====== Wyciąg danych
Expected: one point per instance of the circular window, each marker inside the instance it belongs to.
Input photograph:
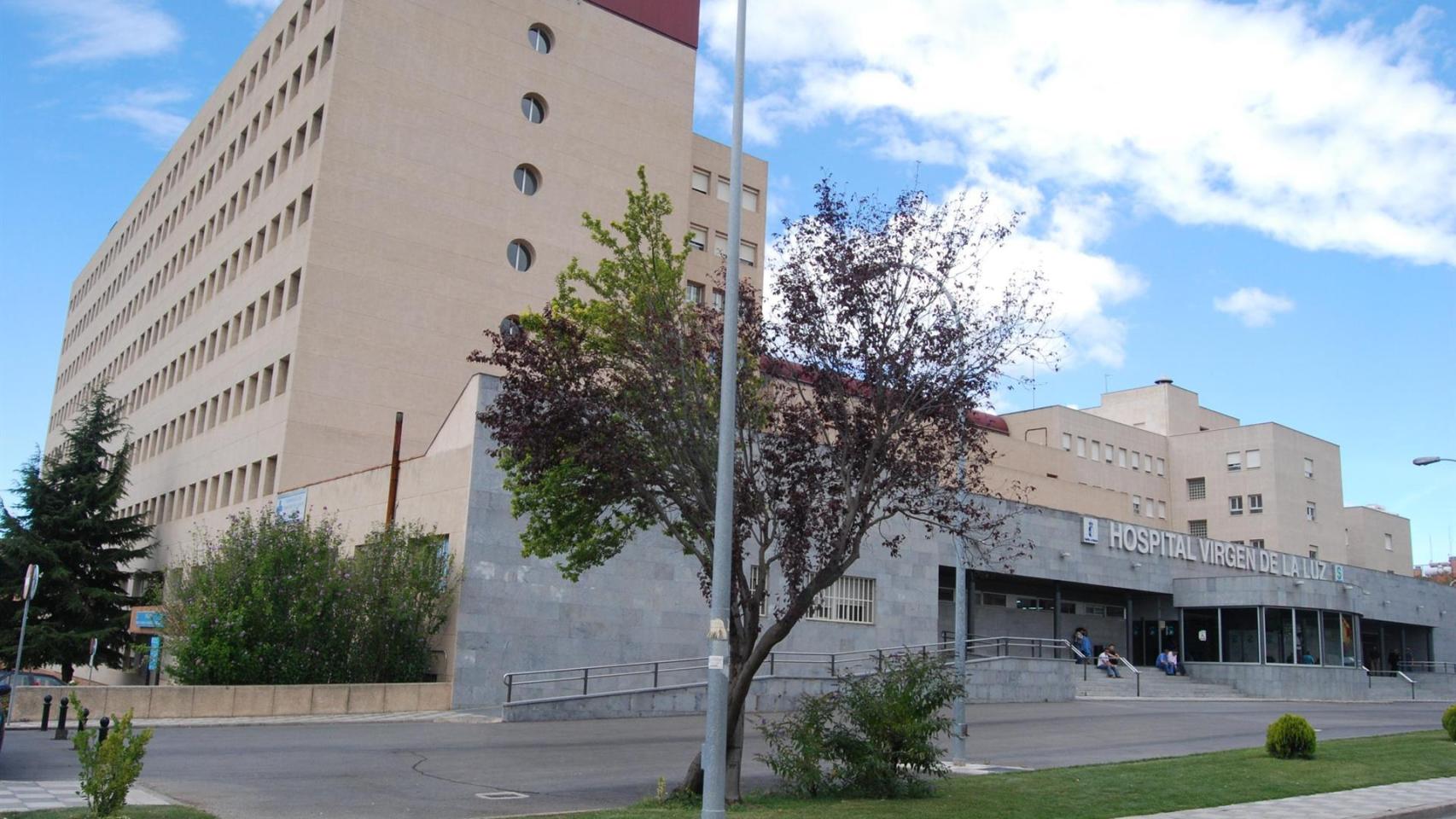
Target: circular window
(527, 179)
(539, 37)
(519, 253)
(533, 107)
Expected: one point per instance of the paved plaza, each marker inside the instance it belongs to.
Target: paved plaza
============
▶ **Twoje zadanie**: Przepisz wszystkie wiersze ponownie, zamieniając "circular window" na "round window" i nie zmieniając niczego poza tym. Obrazy pomiń.

▶ **Rozwiązanie wzorcowe**:
Expected: one point per instance of the round window, each marker inside the instance it belongs to.
Input photograph:
Target: round window
(527, 179)
(539, 37)
(519, 253)
(533, 107)
Expected: one point per instance of the paved plaza, each marker inside the instance it belongs to.
Target: paved plaza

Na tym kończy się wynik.